Exercise details:
Please return each entry that follows exactly as given, but without pictures.

Records for processing:
────────────────────
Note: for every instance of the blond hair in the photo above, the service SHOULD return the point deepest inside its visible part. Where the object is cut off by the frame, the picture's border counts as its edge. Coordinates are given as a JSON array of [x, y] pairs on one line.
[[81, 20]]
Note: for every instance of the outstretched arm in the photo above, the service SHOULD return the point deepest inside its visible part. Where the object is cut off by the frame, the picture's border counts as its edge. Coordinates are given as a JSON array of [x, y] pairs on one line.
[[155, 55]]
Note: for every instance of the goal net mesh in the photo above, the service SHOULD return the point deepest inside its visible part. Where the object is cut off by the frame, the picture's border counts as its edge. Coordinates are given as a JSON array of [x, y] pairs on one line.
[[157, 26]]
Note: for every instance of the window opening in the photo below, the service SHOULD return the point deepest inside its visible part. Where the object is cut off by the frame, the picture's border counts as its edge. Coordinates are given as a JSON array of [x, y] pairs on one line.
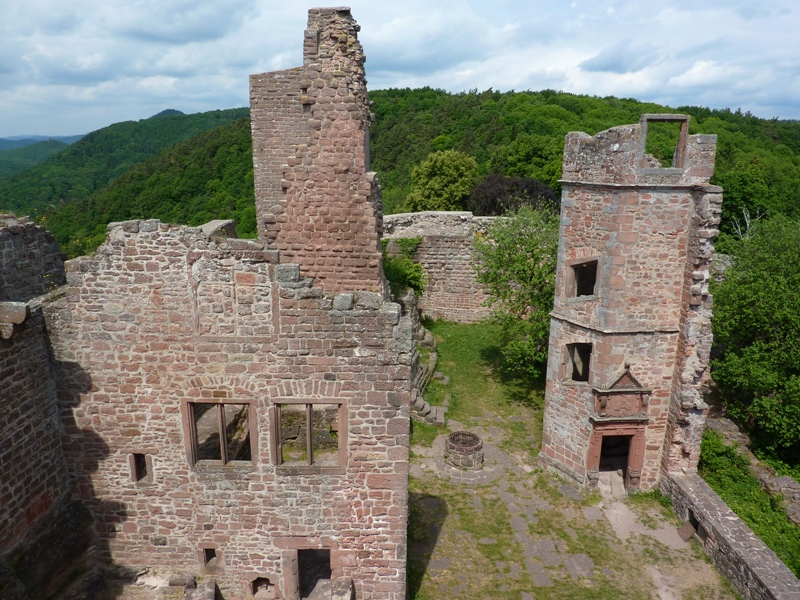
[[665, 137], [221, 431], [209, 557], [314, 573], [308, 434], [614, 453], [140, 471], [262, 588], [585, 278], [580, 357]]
────────────────────
Task answer:
Note: for every instance of the blond hair in the photo above, the service SHOULD return the point deepest inside its visible part. Where the object is cut off by the frame, the picture's border counts as its edge. Coordinates are given as a JSON array of [x, y] pairs on one line.
[[81, 20]]
Note: for every instance of the outstretched arm in the photo above, the service SHOULD return the point deepest inside its visible part. Where the object is cut off by the frame, the picture's border counts as its edge. Coordinates are given as a JSON array of [x, y] pairs on one line.
[[155, 55]]
Note: for every instance of the goal net mesh in the photo above, the service SHOULD return the point deepest inside its visible part. Where the object is cut off by the frame, the picture's border counts as its edge. Coordinates are given as a JSON array of [x, y] pairs on one line.
[[157, 26]]
Note: for every instance of the window opening in the photo below, the service SHOULD return the point deepest inside its visible part. Where the object is cut off by the frame, the picture's border counts as its edge. Coordinates are given as a JSON array of [x, y] pairs on one line.
[[665, 137], [221, 431], [209, 557], [314, 573], [308, 434], [614, 453], [140, 471], [262, 588], [585, 278], [580, 357]]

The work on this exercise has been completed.